SUPPLIED TEXT:
Trump’s New York “hush-money” case is a farce, a textbook show trial. The purpose of the case was not justice. It was so party parrots could clack around squawking “34 felonies! Rraaawk!, 34 felonies!” “Trump’s a felon! Rraaawk!” They’re still squawking.

In what is known in the business as a “zombie case,” prosecutors elevated misdemeanors beyond the statute of limitations to felony status by alleging that records were falsified to conceal another crime. How fake was this? Totally fake.
The fakery was present all along. The indictment did not specify exactly what the underlying crime was, pointing opaquely to “election-related” or “financial-related” violations, which, at the outset, denied Trump clear notice of the charge he supposedly intended to conceal. The first question any objective and rational person asks when they see this is how a criminal trial proceeds based on an indictment containing no underlying crime specified.
It gets even more absurd from there. The judge’s jury instructions required jurors to unanimously agree that Trump falsified business records, but did not require them to unanimously agree on which underlying crime Trump intended to commit or hide. In other words, jurors could rely on different theories of what the unspecified underlying felony was, just so long as they unanimously returned a felony conviction.
See the problem? I hope you do. I want to believe you do. All that mattered was that jurors said Trump was guilty of something, but they didn’t have to determine what he was guilty of, which prosecutors never told them, since they prosecuted Trump, wielding an indictment that never specified a crime.

YOUR OBJECTIVE: Rewrite the passage of the hush-money case text that opens with the words containing "In what is known" and closes with "underlying crime specified.", putting "deception" in place of "fakery". The listing comes from a separate source.

INFORMATION SHOWN:
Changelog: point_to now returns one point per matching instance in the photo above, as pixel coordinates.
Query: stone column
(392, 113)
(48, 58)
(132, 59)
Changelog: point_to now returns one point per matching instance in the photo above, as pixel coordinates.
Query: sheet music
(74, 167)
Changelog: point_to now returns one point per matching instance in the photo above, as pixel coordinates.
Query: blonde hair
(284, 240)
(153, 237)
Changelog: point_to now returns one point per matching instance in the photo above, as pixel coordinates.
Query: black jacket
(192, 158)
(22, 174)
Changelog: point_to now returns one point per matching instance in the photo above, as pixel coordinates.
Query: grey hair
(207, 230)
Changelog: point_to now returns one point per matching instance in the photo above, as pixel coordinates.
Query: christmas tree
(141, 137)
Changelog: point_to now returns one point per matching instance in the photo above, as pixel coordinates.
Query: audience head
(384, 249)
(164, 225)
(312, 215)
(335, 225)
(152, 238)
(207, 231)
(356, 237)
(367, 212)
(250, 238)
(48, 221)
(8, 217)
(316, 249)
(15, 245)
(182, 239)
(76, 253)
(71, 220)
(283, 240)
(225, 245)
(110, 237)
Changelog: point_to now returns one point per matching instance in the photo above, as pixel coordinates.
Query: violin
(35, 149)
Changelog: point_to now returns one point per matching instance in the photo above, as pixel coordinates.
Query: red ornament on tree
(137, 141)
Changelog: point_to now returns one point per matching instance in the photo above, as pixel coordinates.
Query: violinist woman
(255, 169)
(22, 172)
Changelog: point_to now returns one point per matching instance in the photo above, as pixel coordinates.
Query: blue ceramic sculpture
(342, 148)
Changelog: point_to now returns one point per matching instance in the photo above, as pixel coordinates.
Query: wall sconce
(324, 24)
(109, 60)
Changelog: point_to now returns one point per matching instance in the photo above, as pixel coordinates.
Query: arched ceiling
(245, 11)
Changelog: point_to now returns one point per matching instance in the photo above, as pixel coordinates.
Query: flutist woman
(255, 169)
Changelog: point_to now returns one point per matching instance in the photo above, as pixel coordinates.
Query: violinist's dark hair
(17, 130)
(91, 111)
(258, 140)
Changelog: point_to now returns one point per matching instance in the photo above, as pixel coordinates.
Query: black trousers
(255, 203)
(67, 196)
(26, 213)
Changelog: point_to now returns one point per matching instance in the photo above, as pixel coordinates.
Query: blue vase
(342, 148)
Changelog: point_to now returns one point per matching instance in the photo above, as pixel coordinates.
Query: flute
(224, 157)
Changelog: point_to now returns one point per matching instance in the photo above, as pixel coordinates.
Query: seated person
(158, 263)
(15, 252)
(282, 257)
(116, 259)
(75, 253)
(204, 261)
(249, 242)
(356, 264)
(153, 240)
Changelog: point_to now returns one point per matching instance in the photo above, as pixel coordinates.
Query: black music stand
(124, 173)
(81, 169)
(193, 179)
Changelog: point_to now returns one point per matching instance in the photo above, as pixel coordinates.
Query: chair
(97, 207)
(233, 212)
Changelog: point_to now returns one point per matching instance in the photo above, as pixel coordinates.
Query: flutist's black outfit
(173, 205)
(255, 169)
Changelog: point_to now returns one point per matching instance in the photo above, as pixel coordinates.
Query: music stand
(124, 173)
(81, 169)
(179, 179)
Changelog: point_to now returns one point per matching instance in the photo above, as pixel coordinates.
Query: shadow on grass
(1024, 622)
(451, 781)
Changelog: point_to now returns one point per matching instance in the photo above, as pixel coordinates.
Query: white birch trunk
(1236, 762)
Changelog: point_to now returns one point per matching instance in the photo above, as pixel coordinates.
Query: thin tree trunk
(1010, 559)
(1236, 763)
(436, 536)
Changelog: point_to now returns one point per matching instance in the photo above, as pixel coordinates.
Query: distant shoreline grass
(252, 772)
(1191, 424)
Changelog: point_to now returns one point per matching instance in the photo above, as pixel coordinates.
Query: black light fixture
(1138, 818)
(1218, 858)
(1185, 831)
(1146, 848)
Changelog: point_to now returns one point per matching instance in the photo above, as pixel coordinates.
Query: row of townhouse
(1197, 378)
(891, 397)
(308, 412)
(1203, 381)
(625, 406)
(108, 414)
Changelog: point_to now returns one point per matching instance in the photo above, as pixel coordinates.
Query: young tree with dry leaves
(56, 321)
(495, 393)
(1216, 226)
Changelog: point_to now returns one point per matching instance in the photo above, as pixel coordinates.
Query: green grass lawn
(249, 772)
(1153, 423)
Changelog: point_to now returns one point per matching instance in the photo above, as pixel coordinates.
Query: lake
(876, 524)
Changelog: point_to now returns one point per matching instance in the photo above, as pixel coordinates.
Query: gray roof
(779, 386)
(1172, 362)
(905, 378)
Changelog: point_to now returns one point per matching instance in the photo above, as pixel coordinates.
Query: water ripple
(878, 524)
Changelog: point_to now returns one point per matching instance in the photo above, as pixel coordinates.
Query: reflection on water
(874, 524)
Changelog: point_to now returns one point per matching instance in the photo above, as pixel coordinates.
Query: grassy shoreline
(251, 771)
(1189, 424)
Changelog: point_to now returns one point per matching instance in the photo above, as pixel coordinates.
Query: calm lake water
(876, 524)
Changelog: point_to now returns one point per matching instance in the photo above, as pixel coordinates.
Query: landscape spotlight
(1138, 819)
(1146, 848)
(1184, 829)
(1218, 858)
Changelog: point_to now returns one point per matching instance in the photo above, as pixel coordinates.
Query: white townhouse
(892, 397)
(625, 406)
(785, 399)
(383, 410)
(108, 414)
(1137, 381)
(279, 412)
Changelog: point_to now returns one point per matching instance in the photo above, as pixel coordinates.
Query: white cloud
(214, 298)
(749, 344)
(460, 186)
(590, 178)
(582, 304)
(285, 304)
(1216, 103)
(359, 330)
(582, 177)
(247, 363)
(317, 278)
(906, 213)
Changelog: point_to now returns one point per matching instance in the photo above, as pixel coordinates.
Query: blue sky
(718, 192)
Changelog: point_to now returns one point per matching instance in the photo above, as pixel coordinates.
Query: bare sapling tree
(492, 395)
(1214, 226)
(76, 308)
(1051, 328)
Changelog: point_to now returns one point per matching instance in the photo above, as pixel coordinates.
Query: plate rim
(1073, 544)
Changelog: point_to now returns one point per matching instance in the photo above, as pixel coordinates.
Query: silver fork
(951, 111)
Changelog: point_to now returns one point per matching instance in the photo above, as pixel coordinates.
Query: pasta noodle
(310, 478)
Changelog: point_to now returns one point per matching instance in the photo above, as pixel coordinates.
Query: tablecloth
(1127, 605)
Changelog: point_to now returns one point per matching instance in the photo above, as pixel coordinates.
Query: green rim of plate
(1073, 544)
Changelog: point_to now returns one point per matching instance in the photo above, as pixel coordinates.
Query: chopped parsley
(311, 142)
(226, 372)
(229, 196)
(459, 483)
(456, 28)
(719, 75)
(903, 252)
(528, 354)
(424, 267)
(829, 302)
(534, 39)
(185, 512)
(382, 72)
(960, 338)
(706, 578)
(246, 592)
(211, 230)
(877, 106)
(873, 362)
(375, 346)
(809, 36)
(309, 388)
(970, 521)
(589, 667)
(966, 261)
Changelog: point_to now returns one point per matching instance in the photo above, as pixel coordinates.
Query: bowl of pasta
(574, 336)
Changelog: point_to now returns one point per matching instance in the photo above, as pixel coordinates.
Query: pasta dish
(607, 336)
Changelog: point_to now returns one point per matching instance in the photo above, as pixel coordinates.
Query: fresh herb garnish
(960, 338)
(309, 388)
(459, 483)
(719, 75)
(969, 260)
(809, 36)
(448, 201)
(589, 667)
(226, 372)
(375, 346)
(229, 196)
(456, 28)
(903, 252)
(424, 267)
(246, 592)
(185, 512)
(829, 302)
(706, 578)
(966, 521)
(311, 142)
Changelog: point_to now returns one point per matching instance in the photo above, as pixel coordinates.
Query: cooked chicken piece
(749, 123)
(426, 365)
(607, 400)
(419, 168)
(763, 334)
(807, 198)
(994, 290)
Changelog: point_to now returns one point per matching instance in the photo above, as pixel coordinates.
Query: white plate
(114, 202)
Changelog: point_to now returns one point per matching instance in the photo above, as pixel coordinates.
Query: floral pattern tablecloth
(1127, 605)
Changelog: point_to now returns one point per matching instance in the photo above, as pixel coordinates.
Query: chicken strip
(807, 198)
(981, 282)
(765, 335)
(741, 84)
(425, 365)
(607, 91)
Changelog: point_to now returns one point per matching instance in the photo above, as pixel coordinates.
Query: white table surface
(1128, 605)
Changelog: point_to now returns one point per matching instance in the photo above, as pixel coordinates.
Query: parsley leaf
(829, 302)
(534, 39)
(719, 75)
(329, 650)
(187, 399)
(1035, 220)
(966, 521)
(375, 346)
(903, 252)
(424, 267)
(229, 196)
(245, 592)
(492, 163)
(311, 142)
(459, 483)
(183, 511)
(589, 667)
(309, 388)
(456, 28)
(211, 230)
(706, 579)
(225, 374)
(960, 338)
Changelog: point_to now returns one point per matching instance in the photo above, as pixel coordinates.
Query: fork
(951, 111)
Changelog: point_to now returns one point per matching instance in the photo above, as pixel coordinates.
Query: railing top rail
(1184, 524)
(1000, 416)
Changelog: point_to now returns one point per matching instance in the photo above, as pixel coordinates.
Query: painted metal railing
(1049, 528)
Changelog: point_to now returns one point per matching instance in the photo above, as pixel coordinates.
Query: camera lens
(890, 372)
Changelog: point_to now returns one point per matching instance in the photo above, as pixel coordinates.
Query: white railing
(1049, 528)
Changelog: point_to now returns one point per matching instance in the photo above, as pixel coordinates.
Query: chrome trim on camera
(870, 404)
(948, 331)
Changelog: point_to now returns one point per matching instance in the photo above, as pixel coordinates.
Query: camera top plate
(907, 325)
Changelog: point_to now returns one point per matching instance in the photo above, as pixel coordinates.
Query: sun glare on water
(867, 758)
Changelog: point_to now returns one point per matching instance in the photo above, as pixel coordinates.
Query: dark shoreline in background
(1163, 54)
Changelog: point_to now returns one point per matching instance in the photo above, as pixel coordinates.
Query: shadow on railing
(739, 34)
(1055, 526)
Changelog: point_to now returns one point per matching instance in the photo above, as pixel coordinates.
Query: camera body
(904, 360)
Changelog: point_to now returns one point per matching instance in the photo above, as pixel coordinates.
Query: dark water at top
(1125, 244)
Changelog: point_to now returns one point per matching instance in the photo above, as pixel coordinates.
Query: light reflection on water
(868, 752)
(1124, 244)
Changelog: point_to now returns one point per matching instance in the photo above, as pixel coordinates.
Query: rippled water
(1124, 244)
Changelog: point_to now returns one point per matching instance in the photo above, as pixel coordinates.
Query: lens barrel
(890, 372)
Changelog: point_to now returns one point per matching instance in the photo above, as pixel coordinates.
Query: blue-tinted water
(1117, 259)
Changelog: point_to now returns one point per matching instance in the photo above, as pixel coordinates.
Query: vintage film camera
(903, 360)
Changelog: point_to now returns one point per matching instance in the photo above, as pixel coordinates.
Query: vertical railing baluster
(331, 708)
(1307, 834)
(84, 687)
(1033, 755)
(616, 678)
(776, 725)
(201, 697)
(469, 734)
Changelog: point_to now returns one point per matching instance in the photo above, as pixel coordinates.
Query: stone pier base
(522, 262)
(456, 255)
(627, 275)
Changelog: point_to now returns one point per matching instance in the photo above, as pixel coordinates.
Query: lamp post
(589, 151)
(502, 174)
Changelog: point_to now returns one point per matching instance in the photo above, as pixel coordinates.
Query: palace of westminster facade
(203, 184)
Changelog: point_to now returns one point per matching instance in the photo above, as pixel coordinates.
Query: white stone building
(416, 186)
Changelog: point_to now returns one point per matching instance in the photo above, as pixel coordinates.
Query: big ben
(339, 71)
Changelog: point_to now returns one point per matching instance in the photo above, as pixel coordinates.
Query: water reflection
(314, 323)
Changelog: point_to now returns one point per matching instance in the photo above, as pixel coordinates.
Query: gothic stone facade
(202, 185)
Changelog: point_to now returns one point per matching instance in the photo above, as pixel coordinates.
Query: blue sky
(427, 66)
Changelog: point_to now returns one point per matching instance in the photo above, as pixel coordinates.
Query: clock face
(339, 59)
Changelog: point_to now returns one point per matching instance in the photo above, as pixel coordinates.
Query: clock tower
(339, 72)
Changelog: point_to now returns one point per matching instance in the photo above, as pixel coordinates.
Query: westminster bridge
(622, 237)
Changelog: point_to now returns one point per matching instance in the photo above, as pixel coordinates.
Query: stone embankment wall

THE REPLY:
In what is known in the business as a “zombie case,” prosecutors elevated misdemeanors beyond the statute of limitations to felony status by alleging that records were falsified to conceal another crime. How fake was this? Totally fake.
The deception was present all along. The indictment did not specify exactly what the underlying crime was, pointing opaquely to “election-related” or “financial-related” violations, which, at the outset, denied Trump clear notice of the charge he supposedly intended to conceal. The first question any objective and rational person asks when they see this is how a criminal trial proceeds based on an indictment containing no underlying crime specified.